PROBLEM: Nothing in the entries may differ when you return them.

(Point-per-instance localization data)

##########

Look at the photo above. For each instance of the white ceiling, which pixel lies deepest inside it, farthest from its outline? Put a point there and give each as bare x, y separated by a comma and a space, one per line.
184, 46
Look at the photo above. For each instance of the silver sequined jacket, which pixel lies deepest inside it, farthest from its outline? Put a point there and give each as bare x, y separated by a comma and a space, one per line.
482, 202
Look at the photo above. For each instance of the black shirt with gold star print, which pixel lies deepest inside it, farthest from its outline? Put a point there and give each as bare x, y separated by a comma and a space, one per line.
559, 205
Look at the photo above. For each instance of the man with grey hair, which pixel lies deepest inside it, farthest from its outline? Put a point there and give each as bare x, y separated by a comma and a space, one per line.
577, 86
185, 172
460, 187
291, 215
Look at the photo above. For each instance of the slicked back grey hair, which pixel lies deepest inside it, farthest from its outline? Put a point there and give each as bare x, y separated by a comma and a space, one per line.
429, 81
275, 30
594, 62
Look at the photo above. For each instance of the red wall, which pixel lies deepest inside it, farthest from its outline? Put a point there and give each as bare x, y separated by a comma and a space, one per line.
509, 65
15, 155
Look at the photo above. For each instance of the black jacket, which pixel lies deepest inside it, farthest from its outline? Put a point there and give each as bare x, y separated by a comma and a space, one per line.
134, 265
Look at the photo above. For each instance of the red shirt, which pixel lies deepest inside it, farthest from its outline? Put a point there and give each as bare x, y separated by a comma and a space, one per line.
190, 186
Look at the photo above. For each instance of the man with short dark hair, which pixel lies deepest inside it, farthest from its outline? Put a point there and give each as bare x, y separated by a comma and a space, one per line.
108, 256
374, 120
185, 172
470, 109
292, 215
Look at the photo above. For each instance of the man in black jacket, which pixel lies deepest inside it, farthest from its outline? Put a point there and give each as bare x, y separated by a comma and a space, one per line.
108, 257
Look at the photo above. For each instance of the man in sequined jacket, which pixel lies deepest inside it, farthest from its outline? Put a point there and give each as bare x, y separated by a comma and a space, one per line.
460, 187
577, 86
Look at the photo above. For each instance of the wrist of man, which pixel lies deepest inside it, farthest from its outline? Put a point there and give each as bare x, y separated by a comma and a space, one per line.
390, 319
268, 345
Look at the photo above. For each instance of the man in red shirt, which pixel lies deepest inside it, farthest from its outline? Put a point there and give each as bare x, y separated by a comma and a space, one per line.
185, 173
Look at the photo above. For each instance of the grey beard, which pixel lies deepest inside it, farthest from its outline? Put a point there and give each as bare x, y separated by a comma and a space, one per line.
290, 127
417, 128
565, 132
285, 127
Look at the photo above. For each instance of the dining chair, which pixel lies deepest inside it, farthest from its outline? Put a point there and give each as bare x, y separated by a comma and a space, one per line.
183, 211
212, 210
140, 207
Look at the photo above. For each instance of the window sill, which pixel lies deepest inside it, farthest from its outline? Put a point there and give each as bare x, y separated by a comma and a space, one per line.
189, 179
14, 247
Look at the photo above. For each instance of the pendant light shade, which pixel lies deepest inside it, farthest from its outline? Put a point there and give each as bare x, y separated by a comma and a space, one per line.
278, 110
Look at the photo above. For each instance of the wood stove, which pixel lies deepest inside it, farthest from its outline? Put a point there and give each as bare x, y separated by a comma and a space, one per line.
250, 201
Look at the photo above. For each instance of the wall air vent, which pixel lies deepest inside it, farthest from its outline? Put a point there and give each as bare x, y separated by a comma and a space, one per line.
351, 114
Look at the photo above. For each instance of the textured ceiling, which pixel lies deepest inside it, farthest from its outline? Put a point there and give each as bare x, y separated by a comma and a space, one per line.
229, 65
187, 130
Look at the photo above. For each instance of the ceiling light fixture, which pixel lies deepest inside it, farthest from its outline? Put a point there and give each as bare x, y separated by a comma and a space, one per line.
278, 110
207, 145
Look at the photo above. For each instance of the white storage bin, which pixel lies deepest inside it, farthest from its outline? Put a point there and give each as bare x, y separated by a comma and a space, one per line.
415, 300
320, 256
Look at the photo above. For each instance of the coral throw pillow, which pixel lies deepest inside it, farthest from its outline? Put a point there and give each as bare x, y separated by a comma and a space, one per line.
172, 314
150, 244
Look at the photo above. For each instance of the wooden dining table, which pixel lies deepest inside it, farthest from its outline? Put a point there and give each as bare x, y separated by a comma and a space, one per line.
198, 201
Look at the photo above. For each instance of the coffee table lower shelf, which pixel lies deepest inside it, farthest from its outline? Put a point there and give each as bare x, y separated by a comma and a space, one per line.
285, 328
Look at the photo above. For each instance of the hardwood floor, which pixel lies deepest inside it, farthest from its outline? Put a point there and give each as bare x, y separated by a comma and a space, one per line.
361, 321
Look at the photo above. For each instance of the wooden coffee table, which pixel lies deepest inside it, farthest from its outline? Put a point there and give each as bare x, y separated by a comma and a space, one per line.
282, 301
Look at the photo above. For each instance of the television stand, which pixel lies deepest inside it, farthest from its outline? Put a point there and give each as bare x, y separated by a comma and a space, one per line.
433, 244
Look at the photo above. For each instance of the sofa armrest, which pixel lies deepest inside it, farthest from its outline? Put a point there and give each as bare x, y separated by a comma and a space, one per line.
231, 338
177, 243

##########

EXERCISE SOLUTION:
Look at the photo above. For each instance of the white ceiling, which pixel lies deepest inside it, farthest from its outline? Put a point there and give each as bare x, y separated by a comma and a space, one per line.
184, 46
Look at the photo above. For each instance of the silver sequined jacket, which pixel lies deepest inside it, farthest from its outline? Put a point there and give each as bare x, y separated by a comma and a space, one per line.
482, 202
Look at the photo above. For each instance of the black shirt with gold star print, which pixel lies deepest inside it, farthest from its outline? Put a point there and give each as bare x, y separated by a comma and a space, one per line.
559, 205
Look at the photo above. For each instance of the man with grey hair, which pixel lies deepest inside it, farthest from its outline? Put a point there and give each as bare x, y separated by a comma and a space, one per line.
577, 86
185, 172
460, 187
291, 215
Look at the photo above. For each instance of the slicked back grey hair, which pixel lies deepest inside it, farthest from its outline? Put a point there and give each as bare x, y separated by a comma and a space, one per line.
429, 81
275, 30
594, 62
Look at the photo above. For each instance of the red wall, which pixel lies deepest inside it, farthest from its outline? Put a point there and give each as bare x, y separated by a comma and a space, one per line.
509, 65
15, 155
Look at the photo above. For each instance of the black jacket, which pixel lies deepest inside it, farthest from its outline? Put a point there and give each as bare x, y separated by a comma and a space, one per line.
134, 265
Look at the photo above. For each instance of the red shirt, which pixel lies deepest inside it, farthest from its outline? Put a point there and give each as bare x, y separated by a comma and a space, one per line.
190, 186
Look at the photo above. For each instance of the man with short dark hair, which pixel lies deepest inside it, farthest from its outline? Put a point there and give each as bare x, y separated by a comma and a space, one per line.
108, 256
374, 120
185, 172
470, 109
292, 215
Look at the photo above. For each instance of the man in black jacket, which pixel lies deepest inside it, farthest from its outline? Put a point there and give each as bare x, y separated by a comma and a space, one per line.
108, 257
Look at the photo above. For each instance of the man in sequined jacket, which pixel lies deepest inside it, farthest from its outline? Put a point there and give each as bare x, y separated by a comma and a space, one per line.
460, 187
577, 86
Look at the photo above. For each instance of the wrist of man, which pixel lies deepest inside it, farthest from its outline? Put a point there and give each as bare x, y separated by a comma and a space, one per line.
390, 319
268, 345
Look at the photo above. For each instance of the man in red shirt, which pixel lies deepest inside it, farthest from its outline? Put a point there and give each as bare x, y separated by a comma and a space, one per line.
185, 173
Look at the photo above. For each instance of the grey beard, which pixel lies deepest inside it, farthest from its outline? Put a point there and give each as bare x, y separated by a comma and a space, one per line.
290, 127
417, 128
565, 132
285, 127
Look at the photo above. For each instance of the dining chair, which pixel lies deepest inside it, farthest from its outline? Put a point there and give each as bare x, y separated by a comma and a space, one per line.
183, 211
212, 210
140, 207
Look at the photo above. For each instance of the window sill, which pixel lies deepest inside it, farthest from its outline? Put a point there and give each as bare x, y separated by a comma and a space, one per line.
189, 179
14, 247
Look at the photo above. For each instance of the pendant light shade, which pixel lies deepest inside it, farthest from its outline? Put a point there and give each as bare x, y separated by a comma and a space, one per line.
278, 110
Look at the photo above. For each instance of the wood stove, which pixel lies deepest inside it, farthest from its outline? Put a point there and give each as bare x, y separated by a comma and a space, one per line.
250, 201
Look at the photo above. For each instance of the wall air vent, which pixel lies deepest inside it, farthest from its outline? Put a point there and give each as bare x, y separated by a comma and a space, one per line.
351, 114
Look at the photo above. For each instance of the textured ceiling, which pixel lies deepest inside it, farthest from its outline? Put a point there and give each as bare x, y separated by a comma and a space, one per line.
229, 65
187, 130
Look at the photo above. For each instance of the ceiling light fixture, which pixel lies deepest inside it, farthest from its outline? Put a point there and give each as bare x, y separated by a comma and a space, one per line.
278, 110
207, 145
Look at the photo above. For each instance of the white storage bin, which pixel lies deepest inside it, farthest from its outline? Put a point there and give each as bare x, y separated by a comma and a space, one per line.
415, 300
320, 256
Look at the photo above. For each instance of the coral throw pillow, which pixel lies deepest inside it, farthest from its outline? Put a point there and give each as bare x, y separated by a comma and a space, one per line.
172, 314
150, 244
Look at the photo above. For each instance of the wooden dining table, which pixel lies deepest inside it, farthest from its outline? Put a point there and give each as bare x, y separated by a comma and a space, one per line.
198, 201
Look at the photo above. For each instance of the coffee table lower shelf, which pixel lies deepest inside it, farthest from its outline? Put a point there and give each as bare x, y separated by a comma and a space, one per line.
285, 328
Look at the photo above. For each instance of the hardwood floor, which pixel lies deepest inside it, farthest from its outline? Put a point there and give each as bare x, y separated by a comma and a space, one per line.
361, 321
Look at the photo above. For each instance of the wooden coffee table, which pixel lies deepest inside it, farthest from its outline? Put a point there and give each as bare x, y separated by a comma and a space, one per line.
282, 301
Look at the photo above. For each instance of the television stand, which pixel lies deepest inside it, farthest from its outline? Put a point there and give each as bare x, y separated by a comma and a space, one per line.
433, 244
Look at the photo above. For each instance of the sofa armrest, which pixel lies deepest inside it, farthest from its outline? Put a point there and give each as bare x, y separated by a comma and a space, one per line.
231, 338
177, 243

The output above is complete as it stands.